(Given information)
* * * * * * * * *
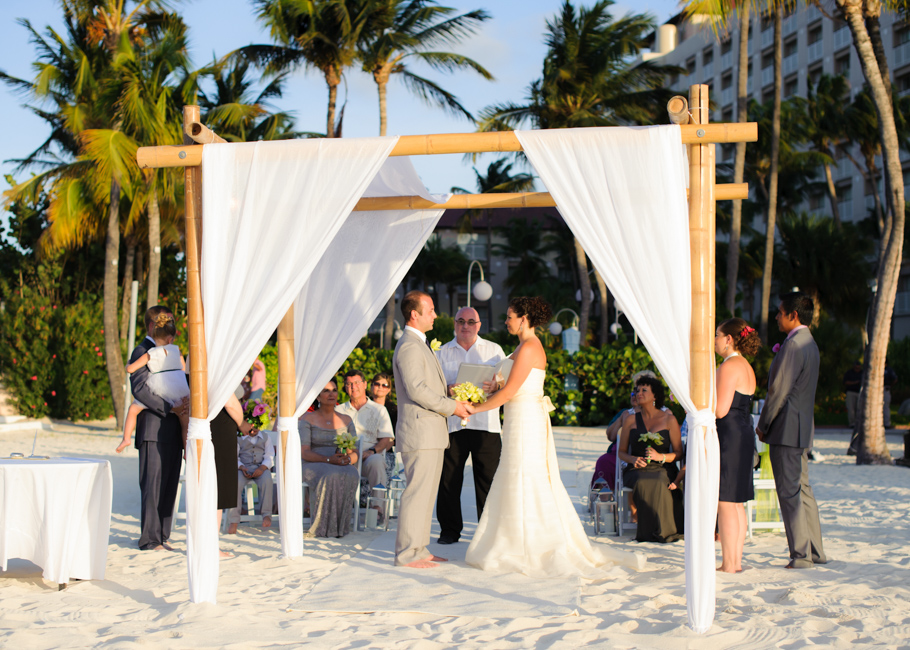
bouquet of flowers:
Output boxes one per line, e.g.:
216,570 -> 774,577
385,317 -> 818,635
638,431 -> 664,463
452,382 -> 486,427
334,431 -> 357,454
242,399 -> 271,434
* * * * * * * * *
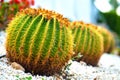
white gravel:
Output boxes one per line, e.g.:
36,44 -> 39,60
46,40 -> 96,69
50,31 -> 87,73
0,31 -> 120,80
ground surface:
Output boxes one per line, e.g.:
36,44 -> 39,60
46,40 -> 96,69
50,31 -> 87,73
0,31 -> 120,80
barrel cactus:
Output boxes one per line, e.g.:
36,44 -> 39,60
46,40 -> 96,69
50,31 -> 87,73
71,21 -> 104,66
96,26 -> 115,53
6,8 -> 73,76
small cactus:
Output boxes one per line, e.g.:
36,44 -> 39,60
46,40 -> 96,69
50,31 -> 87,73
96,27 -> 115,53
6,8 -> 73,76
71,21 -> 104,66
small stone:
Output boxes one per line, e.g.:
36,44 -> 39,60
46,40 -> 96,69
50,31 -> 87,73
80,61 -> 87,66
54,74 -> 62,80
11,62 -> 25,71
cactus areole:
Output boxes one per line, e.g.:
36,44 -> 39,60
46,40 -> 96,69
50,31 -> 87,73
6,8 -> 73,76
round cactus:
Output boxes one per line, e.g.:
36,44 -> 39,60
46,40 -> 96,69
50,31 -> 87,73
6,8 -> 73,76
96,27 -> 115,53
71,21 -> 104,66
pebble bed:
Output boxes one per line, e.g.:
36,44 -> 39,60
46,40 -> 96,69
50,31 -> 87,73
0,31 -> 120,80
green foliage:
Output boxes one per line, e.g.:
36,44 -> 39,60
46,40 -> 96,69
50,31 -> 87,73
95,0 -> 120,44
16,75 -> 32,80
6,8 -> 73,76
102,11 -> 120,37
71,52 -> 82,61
* * * * * * * * *
(Try it) Each line carrying the string "cactus" should be copied out from the entries.

(Task response)
barrel cactus:
small cactus:
cactus areole:
round cactus:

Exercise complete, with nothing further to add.